EXERCISE BRIEF ->
Copy out all lines in the data below containing the string "blade".

·····

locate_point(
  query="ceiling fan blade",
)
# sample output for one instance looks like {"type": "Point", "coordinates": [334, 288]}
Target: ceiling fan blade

·····

EXERCISE RESULT ->
  query="ceiling fan blade",
Target: ceiling fan blade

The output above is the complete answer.